## [Extracted text]
Sinatra & ‘I Like the Sunrise’

Today is Frank Sinatra’s birthday. He was born on this date in 1915.

Fifty-four years ago today, December 12, 1967, Sinatra celebrated his fifty-second birthday at work in his Reprise Records studio with Duke Ellington and his orchestra. The two-day session yielded the only collaboration between the two giants, an eight-song album titled Francis A. and Edward K.; no television special followed to capture the two on stage together or sell copies of the album, and only a couple photos show them together (one of them is seen at top).

Ellington was sixty-eight and his collaborator/arranger of the previous quarter-century, Billy Strayhorn, had died just six months earlier. With no Strayhorn, Sinatra brought in his arranger, Billy May (“Come Fly with Me”), who discovered that many of Ellington’s musicians were not sight-readers. Rehearsals would be needed. Legend has it that Sinatra had a cold, a condition that possibly contributed to the several moments on the record in which he begins to sound like the late-1970’s “Theme from New York, New York”-era Sinatra, with pauses between the pentameters.

In his legendary Esquire magazine profile, “Frank Sinatra Has a Cold,” Gay Talese describes the effect Sinatra sniffles could produce in himself and others:

Sinatra with a cold is Picasso without paint, Ferrari without fuel—only worse. For the common cold robs Sinatra of that uninsurable jewel, his voice, cutting into the core of his confidence, and it affects not only his own psyche but also seems to cause a kind of psychosomatic nasal drip within dozens of people who work for him, drink with him, love him, depend on him for their own welfare and stability. A Sinatra with a cold can, in a small way, send vibrations through the entertainment industry and beyond as surely as a President of the United States, suddenly sick, can shake the national economy.

From the mid-1960s on, Sinatra had produced a few collaboration albums—with Antônio Carlos Jobim and with Count Basie, most famously, so the concept of an Ellington “summit meeting” struck most listeners at the time as an obvious contribution to both men’s libraries. But Sinatra was averse to engaging in “Great American Songbook” albums, as he graciously conceded that concept to Ella Fitzgerald and her career-long project. The song selection was going to be vital to the album’s success and reputation.

Frank Sinatra and Duke Ellington

Duke Ellington and Frank Sinatra

The sessions resulted in a tantalizing but brief, thirty-five-minute-long suite of just eight songs, only one of which is an Ellington original, “I Like the Sunrise.” The rest are a mix of contemporary Broadway, pop, and standards. The song list is short enough to give it in full: “Follow Me” by Alan Jay Lerner and Frederick Loewe; “Sunny” by Bobby Hebb; “All I Need Is the Girl” by Stephen Sondheim and Jule Styne; “Indian Summer” by Victor Herbert and Al Dubin; “I Like the Sunrise” by Duke Ellington; “Yellow Days” by Álvaro Carrillo and Alan Bernstein; “Poor Butterfly” by Raymond Hubbell and John Golden; “Come Back to Me” by Burton Lane and Alan Jay Lerner.

## [What you will do]
1 - In the article about Sinatra and Ellington:
(a) In what year was Sinatra born?
(b) Which arranger did Sinatra bring in for the sessions?
(c) Which song on the album is the only Ellington original?
2 - Carry on the article about Sinatra and Ellington with the next few paragraphs, starting after its final sentence.

[Records from a point labeling set]
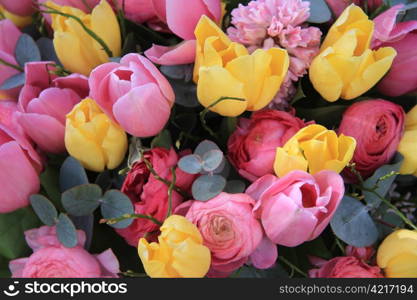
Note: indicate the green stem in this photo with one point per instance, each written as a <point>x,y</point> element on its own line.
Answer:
<point>86,29</point>
<point>207,109</point>
<point>130,216</point>
<point>292,266</point>
<point>11,65</point>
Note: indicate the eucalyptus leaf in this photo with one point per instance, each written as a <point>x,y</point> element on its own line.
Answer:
<point>26,50</point>
<point>191,164</point>
<point>81,200</point>
<point>352,223</point>
<point>71,174</point>
<point>44,209</point>
<point>207,187</point>
<point>66,232</point>
<point>115,204</point>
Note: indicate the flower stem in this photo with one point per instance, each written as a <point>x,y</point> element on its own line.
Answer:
<point>86,29</point>
<point>207,109</point>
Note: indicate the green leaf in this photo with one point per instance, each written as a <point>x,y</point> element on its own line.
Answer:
<point>26,50</point>
<point>13,82</point>
<point>44,209</point>
<point>383,186</point>
<point>66,231</point>
<point>115,204</point>
<point>319,12</point>
<point>12,228</point>
<point>207,187</point>
<point>71,174</point>
<point>352,223</point>
<point>82,200</point>
<point>190,164</point>
<point>212,160</point>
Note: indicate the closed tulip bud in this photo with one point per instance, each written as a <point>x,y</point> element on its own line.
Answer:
<point>346,67</point>
<point>92,138</point>
<point>225,69</point>
<point>314,148</point>
<point>397,254</point>
<point>179,252</point>
<point>78,51</point>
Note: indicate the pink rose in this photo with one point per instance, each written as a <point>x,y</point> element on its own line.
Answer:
<point>230,231</point>
<point>149,195</point>
<point>20,164</point>
<point>9,35</point>
<point>134,94</point>
<point>343,267</point>
<point>377,125</point>
<point>252,147</point>
<point>297,207</point>
<point>45,100</point>
<point>50,259</point>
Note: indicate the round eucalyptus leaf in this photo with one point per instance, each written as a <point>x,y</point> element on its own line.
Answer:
<point>44,209</point>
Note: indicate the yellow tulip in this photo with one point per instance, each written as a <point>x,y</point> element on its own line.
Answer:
<point>92,138</point>
<point>346,67</point>
<point>314,148</point>
<point>408,144</point>
<point>225,69</point>
<point>76,49</point>
<point>19,21</point>
<point>179,253</point>
<point>397,254</point>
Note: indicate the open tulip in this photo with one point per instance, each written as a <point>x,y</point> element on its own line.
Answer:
<point>408,144</point>
<point>78,51</point>
<point>179,252</point>
<point>346,67</point>
<point>314,148</point>
<point>20,164</point>
<point>92,138</point>
<point>225,69</point>
<point>397,254</point>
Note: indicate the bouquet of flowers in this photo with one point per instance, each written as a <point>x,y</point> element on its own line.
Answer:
<point>194,138</point>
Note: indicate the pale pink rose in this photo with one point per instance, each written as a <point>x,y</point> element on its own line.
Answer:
<point>134,94</point>
<point>44,102</point>
<point>297,207</point>
<point>9,35</point>
<point>50,259</point>
<point>230,231</point>
<point>20,164</point>
<point>343,267</point>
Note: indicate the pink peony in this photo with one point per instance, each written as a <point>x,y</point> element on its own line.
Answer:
<point>134,94</point>
<point>50,259</point>
<point>278,23</point>
<point>343,267</point>
<point>9,35</point>
<point>149,195</point>
<point>44,101</point>
<point>252,147</point>
<point>20,164</point>
<point>297,207</point>
<point>231,232</point>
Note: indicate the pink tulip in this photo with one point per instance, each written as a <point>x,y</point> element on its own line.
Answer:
<point>9,35</point>
<point>134,94</point>
<point>45,100</point>
<point>297,207</point>
<point>401,79</point>
<point>20,164</point>
<point>19,7</point>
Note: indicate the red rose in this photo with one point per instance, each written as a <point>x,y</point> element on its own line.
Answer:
<point>344,267</point>
<point>377,125</point>
<point>252,147</point>
<point>149,195</point>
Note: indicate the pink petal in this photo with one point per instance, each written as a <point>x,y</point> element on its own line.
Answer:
<point>183,53</point>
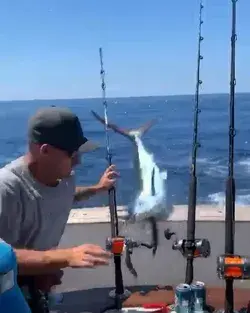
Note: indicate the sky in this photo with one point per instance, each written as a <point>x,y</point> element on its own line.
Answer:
<point>49,49</point>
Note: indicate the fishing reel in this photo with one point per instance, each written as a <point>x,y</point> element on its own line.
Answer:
<point>201,247</point>
<point>233,267</point>
<point>119,245</point>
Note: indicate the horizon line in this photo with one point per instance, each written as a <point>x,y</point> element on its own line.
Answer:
<point>124,97</point>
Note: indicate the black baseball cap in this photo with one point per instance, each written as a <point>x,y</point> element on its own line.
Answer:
<point>60,128</point>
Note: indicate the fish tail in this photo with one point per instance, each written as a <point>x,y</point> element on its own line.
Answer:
<point>155,234</point>
<point>130,134</point>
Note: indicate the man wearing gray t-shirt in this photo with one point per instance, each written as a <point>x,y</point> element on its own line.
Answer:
<point>37,192</point>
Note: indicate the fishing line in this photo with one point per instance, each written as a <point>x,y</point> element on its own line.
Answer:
<point>193,178</point>
<point>230,184</point>
<point>112,191</point>
<point>119,291</point>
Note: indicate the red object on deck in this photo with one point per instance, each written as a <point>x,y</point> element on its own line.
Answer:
<point>163,308</point>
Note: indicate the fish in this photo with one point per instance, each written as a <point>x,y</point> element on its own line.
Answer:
<point>149,203</point>
<point>150,199</point>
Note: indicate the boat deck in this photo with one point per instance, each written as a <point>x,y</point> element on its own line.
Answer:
<point>87,290</point>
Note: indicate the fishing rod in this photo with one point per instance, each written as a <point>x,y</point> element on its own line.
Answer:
<point>230,184</point>
<point>191,247</point>
<point>228,264</point>
<point>193,177</point>
<point>119,293</point>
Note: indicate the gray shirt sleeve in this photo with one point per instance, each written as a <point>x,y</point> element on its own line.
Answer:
<point>10,214</point>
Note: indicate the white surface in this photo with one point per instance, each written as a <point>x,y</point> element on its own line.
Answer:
<point>179,213</point>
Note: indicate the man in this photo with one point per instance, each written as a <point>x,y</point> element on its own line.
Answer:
<point>37,192</point>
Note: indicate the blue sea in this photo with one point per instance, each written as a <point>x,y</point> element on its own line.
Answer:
<point>170,140</point>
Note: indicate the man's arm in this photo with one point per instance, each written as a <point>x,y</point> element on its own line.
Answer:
<point>32,262</point>
<point>83,193</point>
<point>107,181</point>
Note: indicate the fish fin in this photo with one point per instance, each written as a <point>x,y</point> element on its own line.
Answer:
<point>153,182</point>
<point>142,129</point>
<point>114,127</point>
<point>129,133</point>
<point>164,175</point>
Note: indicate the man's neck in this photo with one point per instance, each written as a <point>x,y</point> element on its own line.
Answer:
<point>37,171</point>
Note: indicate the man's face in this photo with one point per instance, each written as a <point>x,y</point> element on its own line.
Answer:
<point>60,162</point>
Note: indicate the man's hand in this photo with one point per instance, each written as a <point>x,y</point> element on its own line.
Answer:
<point>87,255</point>
<point>108,179</point>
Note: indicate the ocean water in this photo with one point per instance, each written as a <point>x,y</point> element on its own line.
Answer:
<point>170,140</point>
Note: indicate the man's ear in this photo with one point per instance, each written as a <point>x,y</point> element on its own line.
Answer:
<point>44,149</point>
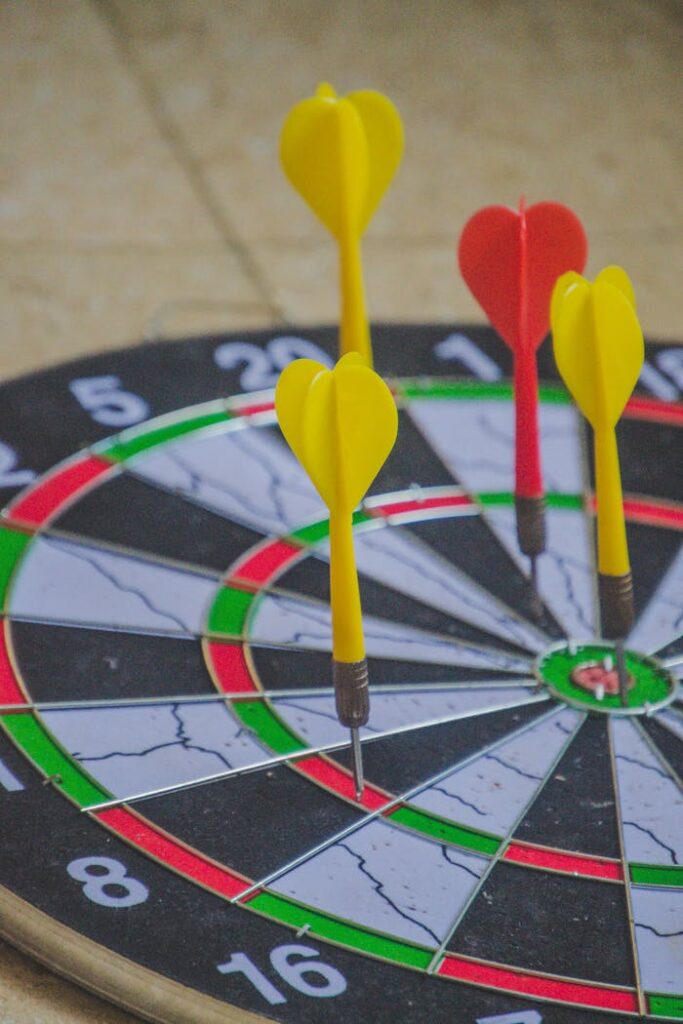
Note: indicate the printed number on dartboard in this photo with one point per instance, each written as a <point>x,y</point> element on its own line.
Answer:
<point>298,968</point>
<point>107,882</point>
<point>263,366</point>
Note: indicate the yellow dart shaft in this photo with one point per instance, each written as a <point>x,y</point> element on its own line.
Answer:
<point>347,642</point>
<point>354,333</point>
<point>612,548</point>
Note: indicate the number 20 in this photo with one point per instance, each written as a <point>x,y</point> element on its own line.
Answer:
<point>262,366</point>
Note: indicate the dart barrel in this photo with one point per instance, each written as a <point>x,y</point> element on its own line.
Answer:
<point>616,608</point>
<point>529,514</point>
<point>351,693</point>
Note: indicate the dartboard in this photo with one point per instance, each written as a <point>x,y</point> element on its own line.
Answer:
<point>179,828</point>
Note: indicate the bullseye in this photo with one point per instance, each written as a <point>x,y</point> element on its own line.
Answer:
<point>584,676</point>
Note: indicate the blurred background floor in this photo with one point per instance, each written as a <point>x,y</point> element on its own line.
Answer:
<point>139,172</point>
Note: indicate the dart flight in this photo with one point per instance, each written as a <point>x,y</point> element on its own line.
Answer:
<point>341,425</point>
<point>599,351</point>
<point>340,154</point>
<point>510,260</point>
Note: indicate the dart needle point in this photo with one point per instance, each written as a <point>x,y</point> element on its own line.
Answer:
<point>622,673</point>
<point>357,763</point>
<point>537,606</point>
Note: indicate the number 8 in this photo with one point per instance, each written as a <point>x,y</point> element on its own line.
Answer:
<point>114,875</point>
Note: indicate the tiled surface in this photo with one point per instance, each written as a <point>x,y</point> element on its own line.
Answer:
<point>141,172</point>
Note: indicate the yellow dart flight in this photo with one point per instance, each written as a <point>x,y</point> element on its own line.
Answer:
<point>341,425</point>
<point>598,345</point>
<point>340,154</point>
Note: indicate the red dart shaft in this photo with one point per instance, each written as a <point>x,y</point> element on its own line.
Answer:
<point>528,480</point>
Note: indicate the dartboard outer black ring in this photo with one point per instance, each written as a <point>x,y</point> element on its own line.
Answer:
<point>183,948</point>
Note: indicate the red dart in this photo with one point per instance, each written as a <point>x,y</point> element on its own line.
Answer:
<point>510,260</point>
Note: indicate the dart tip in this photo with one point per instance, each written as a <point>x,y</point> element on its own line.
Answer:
<point>622,673</point>
<point>537,606</point>
<point>357,763</point>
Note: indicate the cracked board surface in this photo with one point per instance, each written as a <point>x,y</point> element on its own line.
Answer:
<point>165,664</point>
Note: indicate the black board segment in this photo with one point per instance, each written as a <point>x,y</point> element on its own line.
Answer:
<point>577,809</point>
<point>556,924</point>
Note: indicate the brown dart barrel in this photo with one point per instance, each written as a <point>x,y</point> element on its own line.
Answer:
<point>530,516</point>
<point>616,609</point>
<point>351,693</point>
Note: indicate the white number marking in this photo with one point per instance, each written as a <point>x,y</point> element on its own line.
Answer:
<point>100,872</point>
<point>10,477</point>
<point>525,1017</point>
<point>8,780</point>
<point>263,366</point>
<point>293,973</point>
<point>461,348</point>
<point>108,402</point>
<point>241,964</point>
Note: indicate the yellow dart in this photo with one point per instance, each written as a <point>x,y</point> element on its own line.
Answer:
<point>340,154</point>
<point>599,351</point>
<point>341,425</point>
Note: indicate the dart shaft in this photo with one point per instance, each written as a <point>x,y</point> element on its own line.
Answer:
<point>354,332</point>
<point>612,549</point>
<point>347,640</point>
<point>528,479</point>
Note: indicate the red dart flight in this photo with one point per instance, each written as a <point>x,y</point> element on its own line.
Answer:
<point>510,260</point>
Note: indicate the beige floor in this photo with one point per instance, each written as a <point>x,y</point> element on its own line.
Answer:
<point>139,172</point>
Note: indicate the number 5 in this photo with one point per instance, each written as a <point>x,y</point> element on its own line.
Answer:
<point>108,402</point>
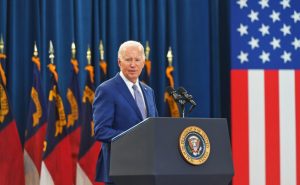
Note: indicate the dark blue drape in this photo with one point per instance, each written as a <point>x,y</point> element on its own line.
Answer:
<point>190,27</point>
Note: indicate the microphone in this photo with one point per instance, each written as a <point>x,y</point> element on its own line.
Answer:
<point>186,96</point>
<point>174,94</point>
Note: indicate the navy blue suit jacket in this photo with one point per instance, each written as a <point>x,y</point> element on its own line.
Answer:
<point>114,111</point>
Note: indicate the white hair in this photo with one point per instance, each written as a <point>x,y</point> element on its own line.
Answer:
<point>130,43</point>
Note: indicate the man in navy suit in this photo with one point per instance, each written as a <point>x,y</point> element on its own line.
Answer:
<point>121,102</point>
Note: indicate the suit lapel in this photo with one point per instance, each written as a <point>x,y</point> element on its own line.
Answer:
<point>124,91</point>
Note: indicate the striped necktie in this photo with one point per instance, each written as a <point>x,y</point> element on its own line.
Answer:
<point>139,101</point>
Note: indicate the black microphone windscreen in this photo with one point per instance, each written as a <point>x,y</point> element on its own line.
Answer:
<point>169,89</point>
<point>181,90</point>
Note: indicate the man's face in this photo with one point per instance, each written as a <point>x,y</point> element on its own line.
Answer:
<point>132,63</point>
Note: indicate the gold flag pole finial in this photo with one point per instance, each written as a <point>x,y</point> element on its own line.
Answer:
<point>101,49</point>
<point>73,50</point>
<point>147,52</point>
<point>88,55</point>
<point>1,45</point>
<point>35,51</point>
<point>170,56</point>
<point>51,52</point>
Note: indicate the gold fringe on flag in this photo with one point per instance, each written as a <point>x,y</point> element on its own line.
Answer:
<point>174,110</point>
<point>52,68</point>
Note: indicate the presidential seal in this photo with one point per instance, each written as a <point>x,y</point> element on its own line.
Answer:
<point>194,145</point>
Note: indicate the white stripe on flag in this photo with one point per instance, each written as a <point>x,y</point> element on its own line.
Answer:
<point>81,177</point>
<point>46,178</point>
<point>31,173</point>
<point>256,127</point>
<point>287,127</point>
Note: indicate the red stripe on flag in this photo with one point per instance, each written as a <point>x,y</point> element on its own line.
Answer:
<point>89,160</point>
<point>11,156</point>
<point>34,147</point>
<point>272,127</point>
<point>239,126</point>
<point>59,163</point>
<point>74,138</point>
<point>297,94</point>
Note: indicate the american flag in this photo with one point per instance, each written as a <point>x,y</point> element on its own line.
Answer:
<point>265,91</point>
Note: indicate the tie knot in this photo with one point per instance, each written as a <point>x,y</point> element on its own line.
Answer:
<point>134,87</point>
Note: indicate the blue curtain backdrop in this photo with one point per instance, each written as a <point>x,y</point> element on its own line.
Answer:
<point>193,28</point>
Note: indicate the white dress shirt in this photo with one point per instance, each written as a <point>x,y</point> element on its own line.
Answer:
<point>129,84</point>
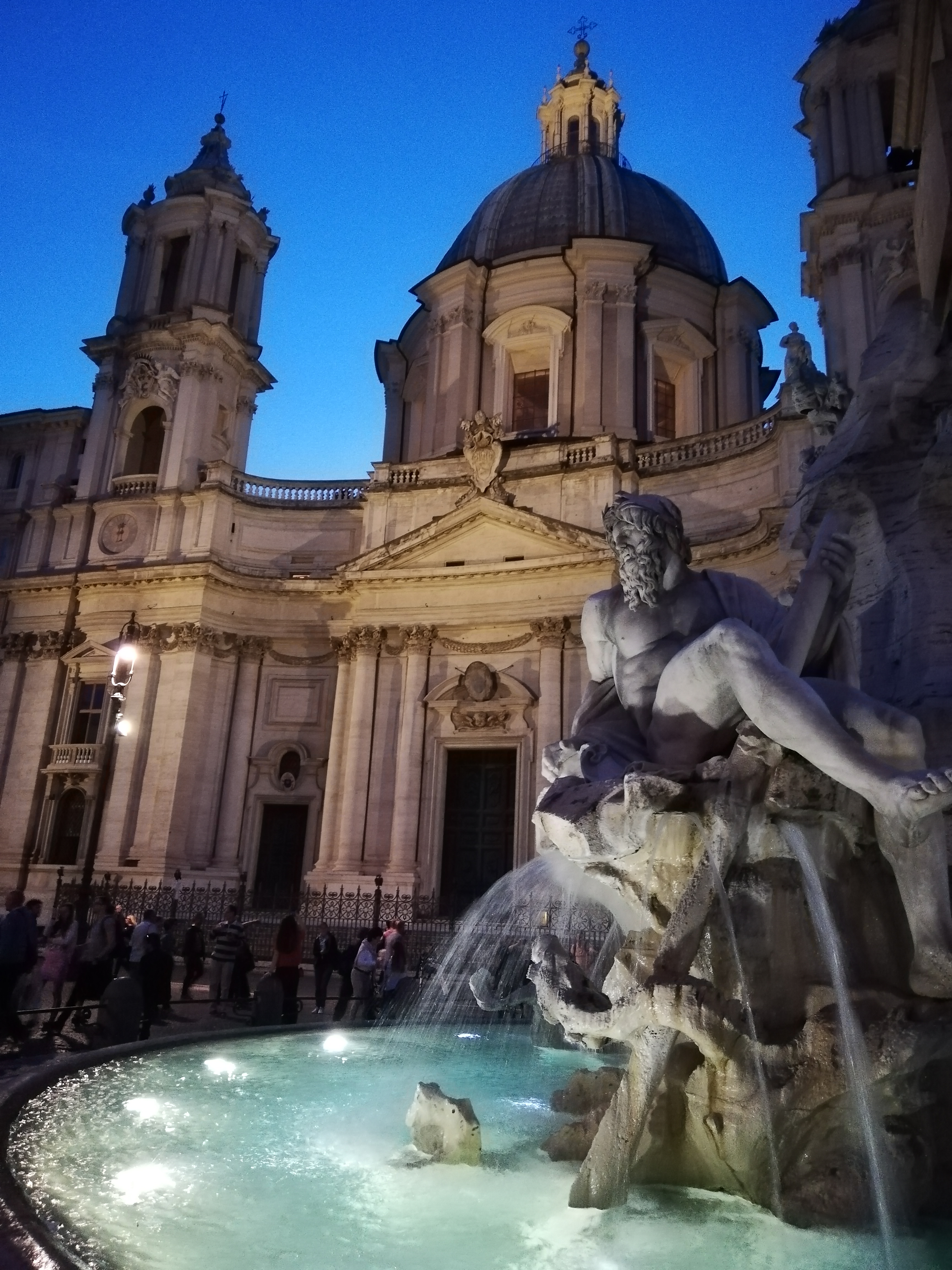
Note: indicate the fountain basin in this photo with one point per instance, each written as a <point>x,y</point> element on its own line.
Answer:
<point>289,1150</point>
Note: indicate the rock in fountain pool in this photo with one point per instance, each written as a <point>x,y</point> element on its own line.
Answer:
<point>286,1151</point>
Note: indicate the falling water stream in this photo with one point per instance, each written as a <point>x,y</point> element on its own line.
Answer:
<point>750,1014</point>
<point>857,1061</point>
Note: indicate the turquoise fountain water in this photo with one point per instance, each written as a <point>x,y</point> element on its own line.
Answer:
<point>287,1152</point>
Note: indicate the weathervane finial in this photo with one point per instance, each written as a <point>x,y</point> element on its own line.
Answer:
<point>583,27</point>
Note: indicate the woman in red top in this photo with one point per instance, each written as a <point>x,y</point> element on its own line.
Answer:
<point>286,963</point>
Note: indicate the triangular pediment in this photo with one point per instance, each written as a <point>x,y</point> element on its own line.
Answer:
<point>480,533</point>
<point>88,651</point>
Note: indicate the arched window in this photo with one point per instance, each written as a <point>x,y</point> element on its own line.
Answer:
<point>68,828</point>
<point>147,440</point>
<point>289,769</point>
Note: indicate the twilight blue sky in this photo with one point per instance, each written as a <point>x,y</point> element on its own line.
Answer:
<point>371,133</point>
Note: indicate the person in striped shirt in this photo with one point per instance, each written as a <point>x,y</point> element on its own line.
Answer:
<point>226,941</point>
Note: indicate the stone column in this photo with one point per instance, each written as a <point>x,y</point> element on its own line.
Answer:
<point>588,399</point>
<point>334,780</point>
<point>550,633</point>
<point>360,737</point>
<point>409,759</point>
<point>625,298</point>
<point>228,840</point>
<point>23,787</point>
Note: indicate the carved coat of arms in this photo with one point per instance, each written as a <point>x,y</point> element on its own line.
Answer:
<point>483,449</point>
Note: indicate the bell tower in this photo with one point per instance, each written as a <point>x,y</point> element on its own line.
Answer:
<point>178,366</point>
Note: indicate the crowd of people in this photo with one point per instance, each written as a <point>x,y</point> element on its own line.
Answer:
<point>370,970</point>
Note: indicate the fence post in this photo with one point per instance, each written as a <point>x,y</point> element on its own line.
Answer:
<point>377,900</point>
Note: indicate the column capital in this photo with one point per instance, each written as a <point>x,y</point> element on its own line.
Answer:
<point>550,632</point>
<point>366,641</point>
<point>418,639</point>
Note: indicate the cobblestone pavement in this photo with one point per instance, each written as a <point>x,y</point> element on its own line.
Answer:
<point>183,1019</point>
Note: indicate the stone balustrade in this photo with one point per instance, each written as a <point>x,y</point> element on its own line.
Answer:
<point>295,493</point>
<point>132,487</point>
<point>72,759</point>
<point>706,448</point>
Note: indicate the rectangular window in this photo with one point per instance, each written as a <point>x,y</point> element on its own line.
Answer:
<point>235,281</point>
<point>89,712</point>
<point>664,411</point>
<point>531,400</point>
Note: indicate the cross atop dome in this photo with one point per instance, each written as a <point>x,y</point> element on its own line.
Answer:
<point>581,115</point>
<point>582,30</point>
<point>211,166</point>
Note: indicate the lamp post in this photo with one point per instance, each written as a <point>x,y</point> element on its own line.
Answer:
<point>120,679</point>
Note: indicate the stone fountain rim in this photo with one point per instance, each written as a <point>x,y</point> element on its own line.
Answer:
<point>26,1241</point>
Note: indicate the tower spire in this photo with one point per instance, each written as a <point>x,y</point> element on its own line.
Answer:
<point>581,115</point>
<point>211,166</point>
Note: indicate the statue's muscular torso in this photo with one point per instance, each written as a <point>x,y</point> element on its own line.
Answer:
<point>635,646</point>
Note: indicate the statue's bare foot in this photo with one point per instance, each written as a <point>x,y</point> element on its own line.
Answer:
<point>915,795</point>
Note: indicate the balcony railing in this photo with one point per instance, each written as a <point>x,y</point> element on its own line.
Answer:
<point>298,493</point>
<point>570,149</point>
<point>70,759</point>
<point>706,448</point>
<point>131,487</point>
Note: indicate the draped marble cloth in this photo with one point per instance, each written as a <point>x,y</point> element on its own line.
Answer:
<point>604,723</point>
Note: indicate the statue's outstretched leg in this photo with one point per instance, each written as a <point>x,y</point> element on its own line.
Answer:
<point>730,672</point>
<point>917,854</point>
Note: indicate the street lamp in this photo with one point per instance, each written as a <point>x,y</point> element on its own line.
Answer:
<point>120,679</point>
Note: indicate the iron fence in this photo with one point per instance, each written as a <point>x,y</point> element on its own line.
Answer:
<point>431,921</point>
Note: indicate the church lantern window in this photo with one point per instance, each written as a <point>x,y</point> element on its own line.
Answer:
<point>289,770</point>
<point>235,281</point>
<point>172,272</point>
<point>89,713</point>
<point>144,454</point>
<point>68,828</point>
<point>531,400</point>
<point>666,413</point>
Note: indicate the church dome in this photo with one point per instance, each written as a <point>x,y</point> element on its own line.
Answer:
<point>587,196</point>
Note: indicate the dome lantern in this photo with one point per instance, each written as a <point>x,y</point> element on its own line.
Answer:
<point>581,114</point>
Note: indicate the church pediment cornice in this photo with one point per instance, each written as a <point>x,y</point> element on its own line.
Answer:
<point>418,552</point>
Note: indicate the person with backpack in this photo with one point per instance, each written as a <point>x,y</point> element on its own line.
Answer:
<point>286,964</point>
<point>193,953</point>
<point>226,941</point>
<point>325,960</point>
<point>18,954</point>
<point>96,963</point>
<point>60,945</point>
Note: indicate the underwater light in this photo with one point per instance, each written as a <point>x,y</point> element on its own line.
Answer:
<point>220,1066</point>
<point>144,1108</point>
<point>132,1184</point>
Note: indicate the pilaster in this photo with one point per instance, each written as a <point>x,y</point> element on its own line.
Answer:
<point>366,642</point>
<point>409,757</point>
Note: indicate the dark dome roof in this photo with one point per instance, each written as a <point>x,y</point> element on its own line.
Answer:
<point>587,196</point>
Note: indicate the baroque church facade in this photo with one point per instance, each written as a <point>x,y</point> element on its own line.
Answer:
<point>337,680</point>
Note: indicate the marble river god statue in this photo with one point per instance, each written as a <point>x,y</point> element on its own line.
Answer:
<point>719,741</point>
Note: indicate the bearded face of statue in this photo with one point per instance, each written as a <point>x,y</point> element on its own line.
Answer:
<point>642,564</point>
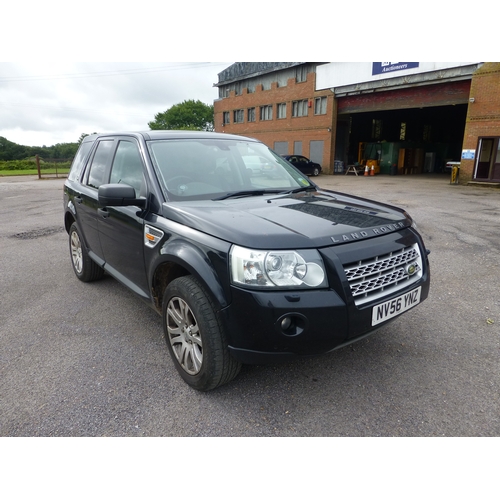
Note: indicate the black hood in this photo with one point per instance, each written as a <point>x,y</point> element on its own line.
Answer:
<point>302,220</point>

## [The answers]
1 -
(a) 1915
(b) Billy May
(c) "I Like the Sunrise"

2 -
The complaints about the omission of Ellington’s most famous songs began with the first reviews, which focused on the absence of Sinatra renditions of “Sophisticated Lady” or “In a Sentimental Mood,” or of Ellington’s band not swinging with Sinatra and the songs he had made famous. Thanks to Sinatra, however, this always was the idea behind the project: Bring the two talents together into the studio and see if they make something new.

Two songs with lyrics by Alan Jay Lerner versus one Duke Ellington number. Even the various online encyclopedia entries about the album, brief as they all are, give all the reasons why the album was reviewed poorly and sold worse: Sinatra had a cold; Ellington was elderly; his band no longer sounded as full as Ellington’s band had sounded in the past, so Billy May had to hire session musicians to join in; and only three days were devoted to the project, one to rehearse and two to record. The album peaked at 78 on the Billboard charts.

There is even some dispute over who is heard playing the piano on the recording, Ellington himself or Jimmy Jones, a pianist who is not listed on the album as a part of the personnel but whose name appears on the list of session musicians on the studio log. In a 1982 interview, Billy May remembered that Jones “played most of the time,” and that Ellington stayed in the control room “until we were ready for Frank to come out and sing,” which can be interpreted to mean that Ellington did not rehearse with his band but played once the team was ready to record a take. (“Put Your Dreams Away,” 419)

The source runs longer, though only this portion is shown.